EXERCISE – Continue the passage on the Ansin scholarships at Emerson College, picking up after its final sentence.

··· PAGE TEXT ···

She was in the middle of a terrible day this summer when Angela Grant, director of Financial Aid, called to tell her she was a recipient of an Ed Ansin Diversity Scholarship, allowing her to study Journalism at her dream school.
“Just knowing I didn’t have to settle for another school was just an amazing feeling,” the Lynn, Massachusetts, resident said.
The scholarship Menard won was endowed in 2002 by Ed Ansin, co-founder, president, and CEO of Sunbeam Television Corp., owner locally of WHDH TV-Channel 7. He followed that gift up earlier this year with the Art Teitelbaum ’60 Memorial Scholarship, named for Ansin’s good friend and head of the Anti-Defamation League in South Florida, who died last November. In 1997, he also made a significant financial contribution to 180 Tremont Street, the Ansin Building.
Menard; fellow Ansin Diversity Scholarship winner Emma Trujillo ’20; Ross Cristaniello ’18 and Celia Carbone ’20, winners of the Teitelbaum Scholarship; Ansin’s son, James; and representatives from Sunbeam, Channel 7, and the College, gathered in the building that bears his name on Friday, September 16, to thank Ansin for his generosity to the College.
“We’re here to express our gratitude to Ed and the Ansin family for making a commitment to core aspects of Emerson College, and that is diversity and inclusive excellence, as we call it here,” President Lee Pelton said in remarks, “because we understand that colleges and universities should be places where a variety of ideas and perspectives, beliefs and backgrounds, come together to create a rich and enduring learning experience for our students.

··· DATA PROVIDED ···

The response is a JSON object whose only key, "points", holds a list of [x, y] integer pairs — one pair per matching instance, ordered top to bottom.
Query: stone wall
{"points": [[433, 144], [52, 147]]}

···
··· DATA PROVIDED ···

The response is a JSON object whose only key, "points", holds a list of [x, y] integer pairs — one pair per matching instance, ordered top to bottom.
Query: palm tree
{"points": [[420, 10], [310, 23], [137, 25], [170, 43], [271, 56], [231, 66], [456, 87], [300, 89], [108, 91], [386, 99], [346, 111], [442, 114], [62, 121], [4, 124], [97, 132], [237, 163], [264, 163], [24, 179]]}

···

SOLVED EXERCISE –
The Ansin Diversity Scholarship supports undergraduates from economically disadvantaged backgrounds, first-generation college students, or students from racial and ethnic groups that are underrepresented at Emerson who demonstrate financial need. The Teitelbaum Scholarship is also awarded based on financial need but is awarded to Journalism majors from Massachusetts.
Ansin said he became interested in Emerson in 1993, when he bought Channel 7 and its general manager had a son who went to Emerson. Over the years, the station has hired many journalists and interns from the College.
He graduated from the University of Pennsylvania. But his close friend Teitelbaum, who used his “wonderful radio voice” honed at WERS in his work as a spokesman for the ADL, was an alumnus of Emerson.
“I knew him for 40 years, maybe more, and this was the love of his life, apart from his family, of course,” Ansin said.
Teitelbaum worked hard to expose hate crimes in South Florida, especially in the 1960s and 1970s, when the Ku Klux Klan was still active around Miami. The media played a huge role in that exposure, and thanks to Ansin’s gift, a new generation of journalists will be trained at Emerson to carry on that type of work.
Cristaniello, a Maynard, Massachusetts, native who wants to be a print journalist, said he was “honored” and “frankly kind of surprised” to get the Teitelbaum Scholarship.
“I love attending Emerson and this award definitely makes it easier for me and my family, which I appreciate a lot,” he said.